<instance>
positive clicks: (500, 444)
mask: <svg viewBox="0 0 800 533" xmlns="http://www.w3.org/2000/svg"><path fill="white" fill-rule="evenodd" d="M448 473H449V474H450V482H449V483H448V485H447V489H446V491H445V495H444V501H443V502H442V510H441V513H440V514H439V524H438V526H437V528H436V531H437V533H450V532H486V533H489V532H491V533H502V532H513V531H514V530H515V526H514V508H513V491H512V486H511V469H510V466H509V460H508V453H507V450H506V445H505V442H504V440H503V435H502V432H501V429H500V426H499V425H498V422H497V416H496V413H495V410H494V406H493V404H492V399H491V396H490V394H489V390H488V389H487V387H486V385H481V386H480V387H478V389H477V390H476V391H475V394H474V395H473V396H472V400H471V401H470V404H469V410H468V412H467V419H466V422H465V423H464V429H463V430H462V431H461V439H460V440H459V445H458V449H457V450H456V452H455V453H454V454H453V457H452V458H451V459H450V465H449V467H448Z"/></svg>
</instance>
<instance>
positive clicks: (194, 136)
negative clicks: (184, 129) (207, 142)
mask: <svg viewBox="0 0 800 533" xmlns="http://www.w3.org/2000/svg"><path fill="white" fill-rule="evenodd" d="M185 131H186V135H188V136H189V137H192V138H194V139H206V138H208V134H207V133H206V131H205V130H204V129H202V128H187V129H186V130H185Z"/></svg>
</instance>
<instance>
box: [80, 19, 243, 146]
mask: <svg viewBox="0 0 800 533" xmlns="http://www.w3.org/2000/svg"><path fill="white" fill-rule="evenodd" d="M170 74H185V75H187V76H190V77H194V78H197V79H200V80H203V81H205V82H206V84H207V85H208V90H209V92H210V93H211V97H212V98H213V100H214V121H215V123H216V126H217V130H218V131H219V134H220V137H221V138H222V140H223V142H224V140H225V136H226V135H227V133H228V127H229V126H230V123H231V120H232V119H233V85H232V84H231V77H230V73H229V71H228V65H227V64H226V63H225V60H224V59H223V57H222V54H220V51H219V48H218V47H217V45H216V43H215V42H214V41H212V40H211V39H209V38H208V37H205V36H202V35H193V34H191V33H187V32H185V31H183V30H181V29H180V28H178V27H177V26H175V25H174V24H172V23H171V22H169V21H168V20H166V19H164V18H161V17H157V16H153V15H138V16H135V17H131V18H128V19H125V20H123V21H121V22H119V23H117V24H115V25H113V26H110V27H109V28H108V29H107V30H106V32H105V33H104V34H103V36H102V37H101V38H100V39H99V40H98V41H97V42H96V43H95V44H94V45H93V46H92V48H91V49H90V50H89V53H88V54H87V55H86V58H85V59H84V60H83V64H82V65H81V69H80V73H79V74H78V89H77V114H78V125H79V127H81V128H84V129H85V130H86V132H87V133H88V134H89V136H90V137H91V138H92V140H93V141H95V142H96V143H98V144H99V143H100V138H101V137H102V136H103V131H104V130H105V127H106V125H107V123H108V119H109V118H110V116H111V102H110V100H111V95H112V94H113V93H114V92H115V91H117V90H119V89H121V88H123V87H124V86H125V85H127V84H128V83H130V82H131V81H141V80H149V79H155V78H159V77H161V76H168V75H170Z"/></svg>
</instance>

▶ [Work task]: From the listing above, copy all lines holding the word "positive".

▶ [Answer to this exercise]:
positive clicks: (500, 444)
positive clicks: (194, 136)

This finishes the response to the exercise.